• _Esercizio 1_:
Trascrivi parola per parola la parte del brano sull'uranio compresa tra "Naturalmente, per gli" e "principali borse mondiali.", estremi inclusi.

Attualmente, le quotazioni dell’uranio sono di circa 40 dollari per libbra, un livello molto basso raggiunto in seguito all’incidente di Fukushima, quando la chiusura di molti impianti hanno scatenato i venditori, che hanno inondato il mercato che non era in grado di assorbire tutto il metallo disponibile.

Attualmente gli Stati Uniti producono soltanto 2 milioni di tonnellate all’anno, contro i 16 milioni di tonnellate che producevano nel 1960. Ma rimangono il più grande consumatore di uranio nel mondo e per far fronte alle proprie necessità energetiche, importano più del 95% dell’uranio che consumano. Una situazione molto rischiosa per il paese, che potrebbe trovarsi senza energia quando, per esempio, la Russia dovesse decidere di staccare la spina delle forniture di uranio.

Per questi motivi,  l’uranio è considerato l’investimento più in controtendenza che esista sul mercato delle materie prime.

Naturalmente, per gli investitori comuni non è possibile ne acquistare fisicamente un metallo come l’uranio, ne partecipare ai progetti di esplorazione per la scoperta di nuovi giacimenti. L’unica possibilità è di acquistare azioni di società minerarie del settore, quotate nelle principali borse mondiali.

• _Dati esercizio_:

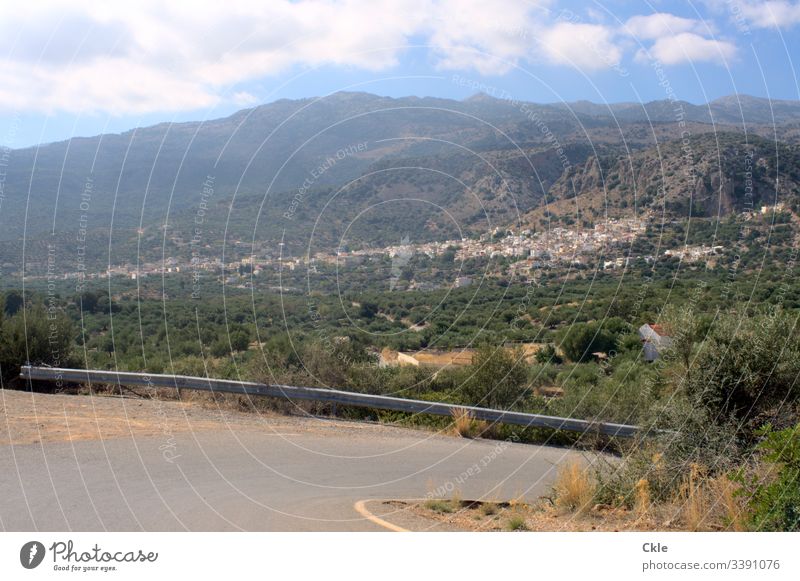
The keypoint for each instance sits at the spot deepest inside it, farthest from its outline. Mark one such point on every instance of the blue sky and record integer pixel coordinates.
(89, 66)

--

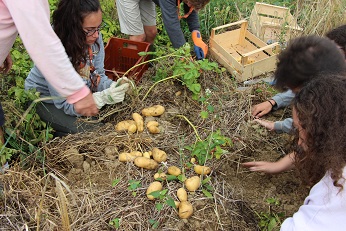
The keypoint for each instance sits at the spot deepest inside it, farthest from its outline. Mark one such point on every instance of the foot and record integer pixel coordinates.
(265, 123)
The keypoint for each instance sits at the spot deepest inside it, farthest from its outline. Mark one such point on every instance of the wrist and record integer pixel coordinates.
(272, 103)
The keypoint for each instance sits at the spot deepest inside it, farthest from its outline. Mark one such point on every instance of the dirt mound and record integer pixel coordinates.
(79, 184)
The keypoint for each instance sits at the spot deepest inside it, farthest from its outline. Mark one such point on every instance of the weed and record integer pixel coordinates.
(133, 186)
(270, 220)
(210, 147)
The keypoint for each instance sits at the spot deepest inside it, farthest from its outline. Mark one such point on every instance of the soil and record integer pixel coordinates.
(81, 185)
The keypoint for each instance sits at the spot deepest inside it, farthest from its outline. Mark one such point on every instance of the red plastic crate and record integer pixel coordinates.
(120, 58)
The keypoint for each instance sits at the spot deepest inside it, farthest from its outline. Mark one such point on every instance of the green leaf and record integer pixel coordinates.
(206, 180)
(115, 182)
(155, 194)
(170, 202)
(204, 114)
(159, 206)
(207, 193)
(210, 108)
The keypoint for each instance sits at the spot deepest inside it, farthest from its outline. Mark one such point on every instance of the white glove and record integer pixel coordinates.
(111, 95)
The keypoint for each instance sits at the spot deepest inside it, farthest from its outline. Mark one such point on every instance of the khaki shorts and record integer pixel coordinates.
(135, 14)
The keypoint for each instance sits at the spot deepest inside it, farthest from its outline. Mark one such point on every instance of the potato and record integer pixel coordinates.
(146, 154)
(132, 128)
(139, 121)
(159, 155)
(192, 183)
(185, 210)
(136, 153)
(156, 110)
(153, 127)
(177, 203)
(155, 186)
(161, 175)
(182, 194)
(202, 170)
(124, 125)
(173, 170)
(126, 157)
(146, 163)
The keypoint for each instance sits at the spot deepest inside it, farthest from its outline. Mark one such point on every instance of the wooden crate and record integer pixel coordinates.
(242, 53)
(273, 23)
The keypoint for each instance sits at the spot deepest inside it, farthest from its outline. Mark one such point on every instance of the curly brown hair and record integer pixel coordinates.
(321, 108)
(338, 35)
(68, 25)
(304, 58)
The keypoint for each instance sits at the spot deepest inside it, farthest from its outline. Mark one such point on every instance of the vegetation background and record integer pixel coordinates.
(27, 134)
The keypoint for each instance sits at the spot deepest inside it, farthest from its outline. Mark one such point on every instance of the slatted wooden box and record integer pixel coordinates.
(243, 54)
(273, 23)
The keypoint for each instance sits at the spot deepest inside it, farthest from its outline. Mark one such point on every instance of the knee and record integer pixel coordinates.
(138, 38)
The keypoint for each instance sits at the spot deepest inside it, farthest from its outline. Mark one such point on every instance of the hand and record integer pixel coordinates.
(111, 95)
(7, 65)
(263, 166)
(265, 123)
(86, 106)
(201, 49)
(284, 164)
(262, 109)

• _Esercizio 2_:
Raccogli tutte le righe dei dati che contengono la parola "wooden". Maiuscole e minuscole contano.

• _Risposta scritta 1_:
Naturalmente, per gli investitori comuni non è possibile ne acquistare fisicamente un metallo come l’uranio, ne partecipare ai progetti di esplorazione per la scoperta di nuovi giacimenti. L’unica possibilità è di acquistare azioni di società minerarie del settore, quotate nelle principali borse mondiali.

• _Risposta scritta 2_:
The keypoint for each instance sits at the spot deepest inside it, farthest from its outline. Mark one such point on every instance of the wooden crate and record integer pixel coordinates.
The keypoint for each instance sits at the spot deepest inside it, farthest from its outline. Mark one such point on every instance of the slatted wooden box and record integer pixel coordinates.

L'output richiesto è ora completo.